> DATA SUPPLIED:
------------------------------------------------------------------------

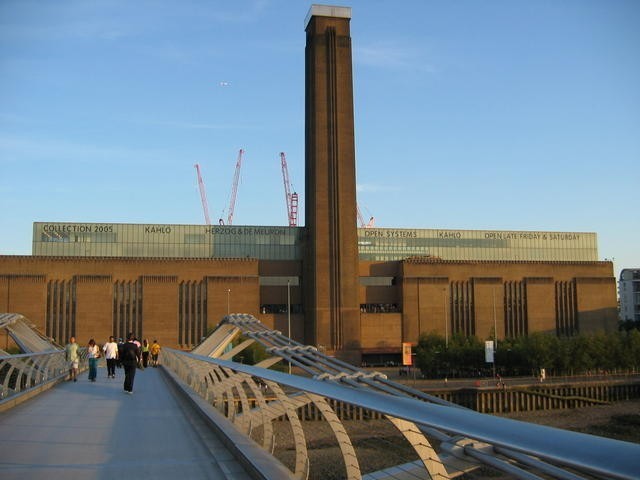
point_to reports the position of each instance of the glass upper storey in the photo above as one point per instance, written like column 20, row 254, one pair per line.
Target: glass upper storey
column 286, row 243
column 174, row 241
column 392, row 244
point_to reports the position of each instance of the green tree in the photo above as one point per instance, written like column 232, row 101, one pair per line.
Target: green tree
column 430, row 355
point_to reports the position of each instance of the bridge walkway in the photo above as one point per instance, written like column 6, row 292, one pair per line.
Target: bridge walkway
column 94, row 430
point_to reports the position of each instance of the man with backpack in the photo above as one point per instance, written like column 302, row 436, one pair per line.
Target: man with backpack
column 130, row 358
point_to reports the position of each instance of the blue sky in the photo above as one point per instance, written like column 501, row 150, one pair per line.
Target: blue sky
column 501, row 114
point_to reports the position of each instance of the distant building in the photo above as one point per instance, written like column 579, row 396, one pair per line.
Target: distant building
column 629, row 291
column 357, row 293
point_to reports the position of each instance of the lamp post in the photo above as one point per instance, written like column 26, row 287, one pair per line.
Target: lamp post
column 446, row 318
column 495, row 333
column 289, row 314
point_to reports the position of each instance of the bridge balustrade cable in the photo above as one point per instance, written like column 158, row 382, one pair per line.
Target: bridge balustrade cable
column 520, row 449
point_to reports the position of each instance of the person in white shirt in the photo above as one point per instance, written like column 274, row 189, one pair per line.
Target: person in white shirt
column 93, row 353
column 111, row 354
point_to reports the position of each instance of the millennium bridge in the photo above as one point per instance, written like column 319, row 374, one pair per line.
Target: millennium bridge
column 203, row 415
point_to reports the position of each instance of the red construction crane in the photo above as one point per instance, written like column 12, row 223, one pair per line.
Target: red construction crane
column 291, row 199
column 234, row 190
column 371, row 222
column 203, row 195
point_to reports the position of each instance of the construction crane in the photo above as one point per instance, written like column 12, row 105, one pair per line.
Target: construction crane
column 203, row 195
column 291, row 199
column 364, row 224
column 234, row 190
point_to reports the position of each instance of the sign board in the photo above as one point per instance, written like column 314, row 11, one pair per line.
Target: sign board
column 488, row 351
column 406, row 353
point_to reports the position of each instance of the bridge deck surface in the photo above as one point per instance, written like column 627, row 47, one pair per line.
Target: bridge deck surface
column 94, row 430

------------------------------------------------------------------------

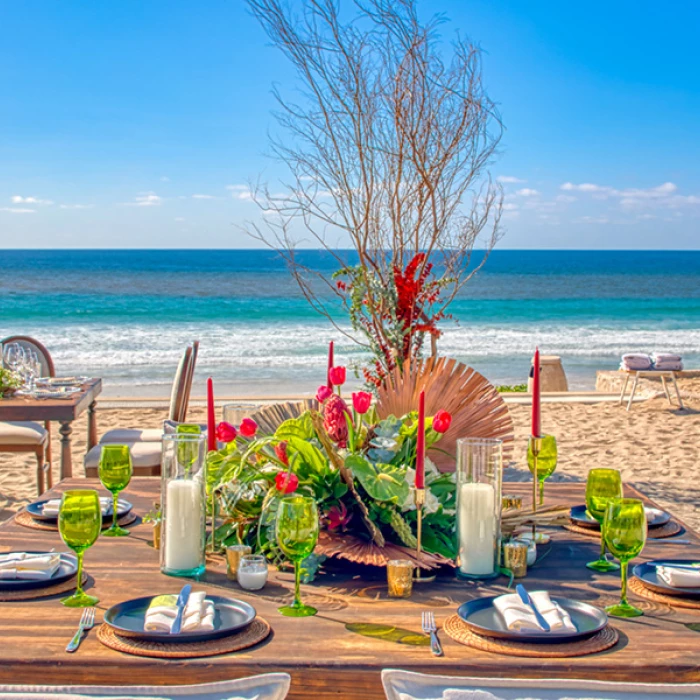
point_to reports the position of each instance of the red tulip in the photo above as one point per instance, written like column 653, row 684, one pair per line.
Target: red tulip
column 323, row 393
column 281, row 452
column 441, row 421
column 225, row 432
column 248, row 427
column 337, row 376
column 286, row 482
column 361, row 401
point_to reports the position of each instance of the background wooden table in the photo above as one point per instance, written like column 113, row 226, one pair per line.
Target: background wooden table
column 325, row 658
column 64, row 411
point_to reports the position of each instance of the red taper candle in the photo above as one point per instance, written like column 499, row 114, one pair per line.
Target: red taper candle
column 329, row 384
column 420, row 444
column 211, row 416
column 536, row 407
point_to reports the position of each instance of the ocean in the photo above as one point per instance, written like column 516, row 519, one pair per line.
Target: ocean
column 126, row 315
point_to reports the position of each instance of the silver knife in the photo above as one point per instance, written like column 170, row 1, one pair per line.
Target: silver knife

------------------------------------------------------------------------

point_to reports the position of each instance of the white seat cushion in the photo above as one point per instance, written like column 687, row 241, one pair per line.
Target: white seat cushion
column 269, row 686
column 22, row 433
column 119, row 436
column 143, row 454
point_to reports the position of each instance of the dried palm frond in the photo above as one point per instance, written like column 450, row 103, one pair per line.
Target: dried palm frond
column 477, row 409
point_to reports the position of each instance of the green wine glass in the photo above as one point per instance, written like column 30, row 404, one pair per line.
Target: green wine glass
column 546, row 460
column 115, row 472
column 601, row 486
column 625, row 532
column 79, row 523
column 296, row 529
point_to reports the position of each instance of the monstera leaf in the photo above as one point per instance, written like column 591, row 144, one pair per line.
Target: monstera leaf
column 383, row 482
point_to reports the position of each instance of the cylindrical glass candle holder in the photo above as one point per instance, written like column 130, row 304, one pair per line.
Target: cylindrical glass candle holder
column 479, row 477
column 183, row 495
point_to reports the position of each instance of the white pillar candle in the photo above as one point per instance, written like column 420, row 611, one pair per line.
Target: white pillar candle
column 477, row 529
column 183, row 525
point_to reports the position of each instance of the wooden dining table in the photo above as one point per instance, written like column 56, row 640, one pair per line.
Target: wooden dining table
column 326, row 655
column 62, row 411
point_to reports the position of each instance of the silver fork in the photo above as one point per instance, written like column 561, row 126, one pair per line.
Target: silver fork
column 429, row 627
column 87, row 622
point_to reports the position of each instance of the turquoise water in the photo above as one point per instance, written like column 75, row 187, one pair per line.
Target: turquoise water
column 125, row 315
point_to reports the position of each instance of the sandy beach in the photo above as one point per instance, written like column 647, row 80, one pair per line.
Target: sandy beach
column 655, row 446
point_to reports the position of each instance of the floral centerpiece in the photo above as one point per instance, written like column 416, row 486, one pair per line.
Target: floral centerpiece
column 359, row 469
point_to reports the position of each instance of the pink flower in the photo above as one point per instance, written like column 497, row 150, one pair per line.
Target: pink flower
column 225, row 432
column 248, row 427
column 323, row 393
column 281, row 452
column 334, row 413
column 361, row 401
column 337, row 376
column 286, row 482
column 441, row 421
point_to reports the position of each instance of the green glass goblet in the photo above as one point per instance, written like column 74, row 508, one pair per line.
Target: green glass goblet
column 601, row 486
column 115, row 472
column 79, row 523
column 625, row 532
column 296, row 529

------------------------------------------------------------------------

> WORK REQUIRED:
Which lines in the records above include the word "knife"? Copy them out.

> EXERCISE RESPONSE:
point_to reports the position of each instance of the silver knife in the photo above as one point per instance, written like column 170, row 1, one pair per line.
Target: silver knife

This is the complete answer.